* **Your objective**: Check each line of the entries. Copy the ones that contain the string "pair".

* **Records shown**:
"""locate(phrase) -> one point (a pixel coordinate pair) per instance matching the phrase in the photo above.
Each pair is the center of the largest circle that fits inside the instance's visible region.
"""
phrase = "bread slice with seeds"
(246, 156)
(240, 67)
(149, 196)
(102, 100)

* **Solution for this problem**:
"""locate(phrase) -> one point (a pixel coordinate pair) per instance matching the phrase in the photo above.
Each pair is the center of the largest circle that fits inside the instance's visible region.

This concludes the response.